Extracted data below:
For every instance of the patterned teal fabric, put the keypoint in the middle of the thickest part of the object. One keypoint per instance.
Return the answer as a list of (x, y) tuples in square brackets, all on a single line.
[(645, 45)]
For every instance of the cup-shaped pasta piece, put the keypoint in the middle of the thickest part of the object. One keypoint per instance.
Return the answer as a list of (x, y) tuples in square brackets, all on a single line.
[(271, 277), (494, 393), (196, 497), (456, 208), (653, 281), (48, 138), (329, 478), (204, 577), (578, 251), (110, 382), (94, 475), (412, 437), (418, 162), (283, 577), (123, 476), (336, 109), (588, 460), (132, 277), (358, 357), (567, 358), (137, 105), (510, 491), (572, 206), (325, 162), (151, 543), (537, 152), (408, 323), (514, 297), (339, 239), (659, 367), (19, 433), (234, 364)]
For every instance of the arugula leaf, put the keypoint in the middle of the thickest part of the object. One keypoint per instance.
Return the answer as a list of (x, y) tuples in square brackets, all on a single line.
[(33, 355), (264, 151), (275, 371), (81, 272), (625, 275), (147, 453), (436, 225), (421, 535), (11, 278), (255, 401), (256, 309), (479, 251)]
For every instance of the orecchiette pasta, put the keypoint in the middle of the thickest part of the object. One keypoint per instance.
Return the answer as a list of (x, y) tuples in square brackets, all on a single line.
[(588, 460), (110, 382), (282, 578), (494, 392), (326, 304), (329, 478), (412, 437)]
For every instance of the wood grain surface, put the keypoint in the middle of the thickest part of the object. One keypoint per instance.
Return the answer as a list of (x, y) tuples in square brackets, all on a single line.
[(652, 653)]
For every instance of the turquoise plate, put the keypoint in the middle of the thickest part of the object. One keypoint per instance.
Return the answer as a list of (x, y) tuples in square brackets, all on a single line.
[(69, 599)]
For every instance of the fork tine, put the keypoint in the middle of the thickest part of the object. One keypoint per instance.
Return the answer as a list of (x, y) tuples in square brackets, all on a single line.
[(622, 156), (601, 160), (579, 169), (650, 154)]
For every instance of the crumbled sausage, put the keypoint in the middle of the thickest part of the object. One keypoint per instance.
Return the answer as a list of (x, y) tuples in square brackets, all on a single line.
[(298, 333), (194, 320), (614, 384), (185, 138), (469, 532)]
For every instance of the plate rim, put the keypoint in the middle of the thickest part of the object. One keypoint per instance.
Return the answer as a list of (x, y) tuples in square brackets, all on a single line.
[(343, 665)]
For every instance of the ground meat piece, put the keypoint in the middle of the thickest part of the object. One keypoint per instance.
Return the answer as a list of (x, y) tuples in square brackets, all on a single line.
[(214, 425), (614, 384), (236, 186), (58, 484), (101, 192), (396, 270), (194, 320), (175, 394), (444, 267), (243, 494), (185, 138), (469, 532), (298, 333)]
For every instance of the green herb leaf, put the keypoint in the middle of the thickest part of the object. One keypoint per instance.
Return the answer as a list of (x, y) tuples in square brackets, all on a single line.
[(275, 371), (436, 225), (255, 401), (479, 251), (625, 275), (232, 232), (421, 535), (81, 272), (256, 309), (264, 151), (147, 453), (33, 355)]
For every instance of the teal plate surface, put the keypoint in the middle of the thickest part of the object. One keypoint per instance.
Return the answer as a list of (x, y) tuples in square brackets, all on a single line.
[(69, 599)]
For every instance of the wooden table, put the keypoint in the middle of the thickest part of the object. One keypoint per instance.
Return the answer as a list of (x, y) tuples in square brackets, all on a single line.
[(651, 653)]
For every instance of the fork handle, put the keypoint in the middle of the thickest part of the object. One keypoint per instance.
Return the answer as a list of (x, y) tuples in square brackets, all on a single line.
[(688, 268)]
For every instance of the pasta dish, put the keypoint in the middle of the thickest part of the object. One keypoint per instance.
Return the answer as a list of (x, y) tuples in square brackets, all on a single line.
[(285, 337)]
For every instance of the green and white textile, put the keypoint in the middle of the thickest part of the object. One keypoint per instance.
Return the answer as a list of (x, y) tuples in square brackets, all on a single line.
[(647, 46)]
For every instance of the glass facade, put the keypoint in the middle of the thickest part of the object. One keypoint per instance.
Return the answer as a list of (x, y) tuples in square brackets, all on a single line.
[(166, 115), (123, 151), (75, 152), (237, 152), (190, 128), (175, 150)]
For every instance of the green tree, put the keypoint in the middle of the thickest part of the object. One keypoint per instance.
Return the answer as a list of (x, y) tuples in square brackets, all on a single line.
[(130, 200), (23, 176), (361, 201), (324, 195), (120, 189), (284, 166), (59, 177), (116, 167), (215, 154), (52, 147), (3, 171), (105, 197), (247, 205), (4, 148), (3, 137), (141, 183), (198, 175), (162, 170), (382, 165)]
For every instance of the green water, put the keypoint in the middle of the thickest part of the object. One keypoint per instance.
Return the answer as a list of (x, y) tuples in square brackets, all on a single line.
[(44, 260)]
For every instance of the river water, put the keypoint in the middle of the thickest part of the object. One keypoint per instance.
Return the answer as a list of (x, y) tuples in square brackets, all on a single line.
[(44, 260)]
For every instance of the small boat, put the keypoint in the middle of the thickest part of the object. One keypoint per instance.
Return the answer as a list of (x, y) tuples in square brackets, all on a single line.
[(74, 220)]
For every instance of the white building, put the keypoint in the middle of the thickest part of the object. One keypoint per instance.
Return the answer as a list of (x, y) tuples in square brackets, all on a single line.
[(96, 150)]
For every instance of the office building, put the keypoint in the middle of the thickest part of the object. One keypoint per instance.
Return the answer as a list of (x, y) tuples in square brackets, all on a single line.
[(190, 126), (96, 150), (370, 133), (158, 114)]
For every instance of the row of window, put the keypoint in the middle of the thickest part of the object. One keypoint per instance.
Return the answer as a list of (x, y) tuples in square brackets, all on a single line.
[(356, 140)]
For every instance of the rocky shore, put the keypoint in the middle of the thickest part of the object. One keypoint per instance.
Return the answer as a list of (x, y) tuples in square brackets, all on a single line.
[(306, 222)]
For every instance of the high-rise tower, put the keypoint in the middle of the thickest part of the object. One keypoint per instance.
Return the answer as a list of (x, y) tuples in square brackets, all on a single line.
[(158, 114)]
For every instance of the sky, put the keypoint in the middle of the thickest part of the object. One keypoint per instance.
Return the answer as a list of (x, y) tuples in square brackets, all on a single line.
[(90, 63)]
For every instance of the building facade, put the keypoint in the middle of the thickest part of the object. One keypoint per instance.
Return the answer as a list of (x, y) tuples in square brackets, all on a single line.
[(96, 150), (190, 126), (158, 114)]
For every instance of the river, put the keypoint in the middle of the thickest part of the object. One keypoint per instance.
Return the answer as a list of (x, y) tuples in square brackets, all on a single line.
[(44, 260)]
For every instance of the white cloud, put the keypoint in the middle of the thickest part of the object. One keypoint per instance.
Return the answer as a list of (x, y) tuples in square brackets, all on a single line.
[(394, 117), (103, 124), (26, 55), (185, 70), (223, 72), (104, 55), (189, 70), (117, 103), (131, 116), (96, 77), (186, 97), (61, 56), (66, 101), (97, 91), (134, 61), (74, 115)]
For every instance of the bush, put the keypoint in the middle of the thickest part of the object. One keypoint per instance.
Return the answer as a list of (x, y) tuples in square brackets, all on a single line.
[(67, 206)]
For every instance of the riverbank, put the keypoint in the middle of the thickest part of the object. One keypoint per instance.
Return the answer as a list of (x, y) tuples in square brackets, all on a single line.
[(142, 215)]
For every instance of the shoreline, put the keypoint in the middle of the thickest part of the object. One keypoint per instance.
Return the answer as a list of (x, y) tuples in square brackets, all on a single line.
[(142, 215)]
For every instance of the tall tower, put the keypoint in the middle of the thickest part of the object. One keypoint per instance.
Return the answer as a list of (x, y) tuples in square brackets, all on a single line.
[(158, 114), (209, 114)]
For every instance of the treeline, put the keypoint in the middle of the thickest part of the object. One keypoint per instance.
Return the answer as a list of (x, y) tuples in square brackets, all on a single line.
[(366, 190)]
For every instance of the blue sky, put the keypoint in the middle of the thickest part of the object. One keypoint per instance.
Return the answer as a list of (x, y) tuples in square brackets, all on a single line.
End of Extracted data.
#### Task objective
What lines in the entries above include the string "facade"? Return each one.

#### Result below
For every instance of the glass facade, put the keypoint in the middle of the thickest part of the object. One keypoint per instance.
For every instance of the building facade, put the keypoint in the middle of the thickest part of the object. One keypoint per instance.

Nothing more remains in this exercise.